_Job_. Reproduce the listing with every occurrence of "white" switched to "cream", leaving all other text unchanged, and omit the pictures from your answer.

_Recorded information_.
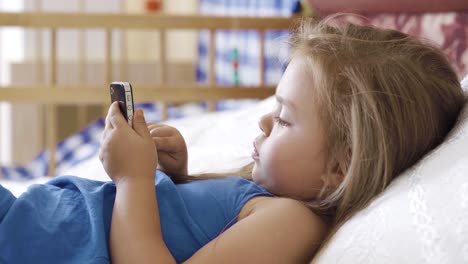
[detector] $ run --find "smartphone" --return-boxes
[110,82,135,127]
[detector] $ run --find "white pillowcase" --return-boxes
[313,76,468,264]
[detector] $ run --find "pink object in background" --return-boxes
[308,0,468,14]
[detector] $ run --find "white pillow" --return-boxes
[313,76,468,264]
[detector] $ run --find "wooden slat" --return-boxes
[0,84,275,105]
[76,0,88,129]
[0,12,293,29]
[46,28,57,176]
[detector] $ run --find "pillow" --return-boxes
[313,73,468,264]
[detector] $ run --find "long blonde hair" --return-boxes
[166,13,465,254]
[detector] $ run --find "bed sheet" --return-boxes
[0,97,275,196]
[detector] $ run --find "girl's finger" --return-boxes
[107,102,128,127]
[150,126,174,137]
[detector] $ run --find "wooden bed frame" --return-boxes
[0,13,293,176]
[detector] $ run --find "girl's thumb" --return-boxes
[133,109,150,137]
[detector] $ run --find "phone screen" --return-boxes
[110,82,134,127]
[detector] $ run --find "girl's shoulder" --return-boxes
[238,196,328,236]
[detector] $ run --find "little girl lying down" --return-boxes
[0,19,464,263]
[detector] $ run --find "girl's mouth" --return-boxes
[252,141,260,161]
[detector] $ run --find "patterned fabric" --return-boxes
[340,12,468,79]
[0,103,206,180]
[197,0,298,109]
[0,0,297,180]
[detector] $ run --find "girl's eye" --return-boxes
[275,116,290,127]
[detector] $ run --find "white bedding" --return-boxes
[0,97,275,196]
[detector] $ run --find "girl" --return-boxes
[0,19,464,263]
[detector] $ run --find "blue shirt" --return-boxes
[0,171,271,264]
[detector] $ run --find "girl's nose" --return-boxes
[258,114,272,137]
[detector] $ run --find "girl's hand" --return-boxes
[99,102,158,185]
[148,123,188,175]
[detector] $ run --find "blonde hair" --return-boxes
[166,13,465,258]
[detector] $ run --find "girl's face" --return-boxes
[252,57,327,200]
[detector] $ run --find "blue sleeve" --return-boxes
[200,177,273,230]
[0,184,16,223]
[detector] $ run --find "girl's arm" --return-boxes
[110,175,175,264]
[99,103,175,263]
[186,197,327,263]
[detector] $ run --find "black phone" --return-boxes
[110,82,135,127]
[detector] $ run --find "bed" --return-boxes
[0,9,468,263]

_Solved problem_.
[detector] $ run --find "smartphone" --return-boxes
[110,82,135,127]
[detector] $ run --find "cream pillowcase" --return-boxes
[313,76,468,264]
[detector] $ run --find "pink object in background" --return-boxes
[308,0,468,14]
[detector] $ run --find "cream pillow" --return-boxes
[313,76,468,264]
[detector] $ run --find "wooden slat" --return-boxes
[0,84,275,105]
[76,0,88,129]
[0,12,293,29]
[46,28,57,176]
[detector] $ run --find "pillow" --return-boxes
[313,73,468,264]
[detector] $ run --find "long blonde hair" --return-boxes
[166,13,465,254]
[detector] $ run --find "bed sheet" --return-boxes
[0,97,275,196]
[detector] $ run --find "girl's finger" --return-boxes
[107,102,128,127]
[150,126,174,137]
[detector] $ run --find "wooden bed frame" --return-boxes
[0,13,293,176]
[detector] $ run --find "girl's thumb" --return-boxes
[133,109,150,137]
[detector] $ run --find "phone screen" --return-boxes
[110,82,134,127]
[detector] $ run --find "girl's shoulder" --return-boxes
[238,196,328,236]
[detector] $ run --find "little girl lying down" --return-boxes
[0,19,464,263]
[detector] $ run --find "girl's mouth" --return-boxes
[252,141,260,161]
[detector] $ run --find "patterned fabric" --return-boxes
[340,12,468,79]
[0,103,206,180]
[197,0,298,109]
[0,0,297,180]
[detector] $ run --find "girl's eye" --return-boxes
[275,116,290,127]
[detector] $ run --find "cream bedding" --return-boxes
[0,97,275,196]
[detector] $ run --find "girl" --return-boxes
[0,19,464,263]
[detector] $ run --find "blue shirt" --return-boxes
[0,171,271,264]
[detector] $ run --find "girl's nose" --return-boxes
[258,114,272,137]
[detector] $ run --find "girl's hand" --return-boxes
[99,102,158,185]
[148,123,188,175]
[detector] $ run --find "blonde hair" --return-boxes
[166,13,465,258]
[detector] $ run --find "girl's face" --return-boxes
[252,57,327,200]
[detector] $ run --find "blue sleeve" --return-boxes
[200,177,273,230]
[0,184,16,223]
[detector] $ run --find "girl's arm" --return-boxes
[110,175,175,264]
[99,103,175,263]
[186,197,327,263]
[detector] $ run --find "black phone" --return-boxes
[110,82,135,127]
[detector] $ run --find "bed" --return-boxes
[0,9,468,263]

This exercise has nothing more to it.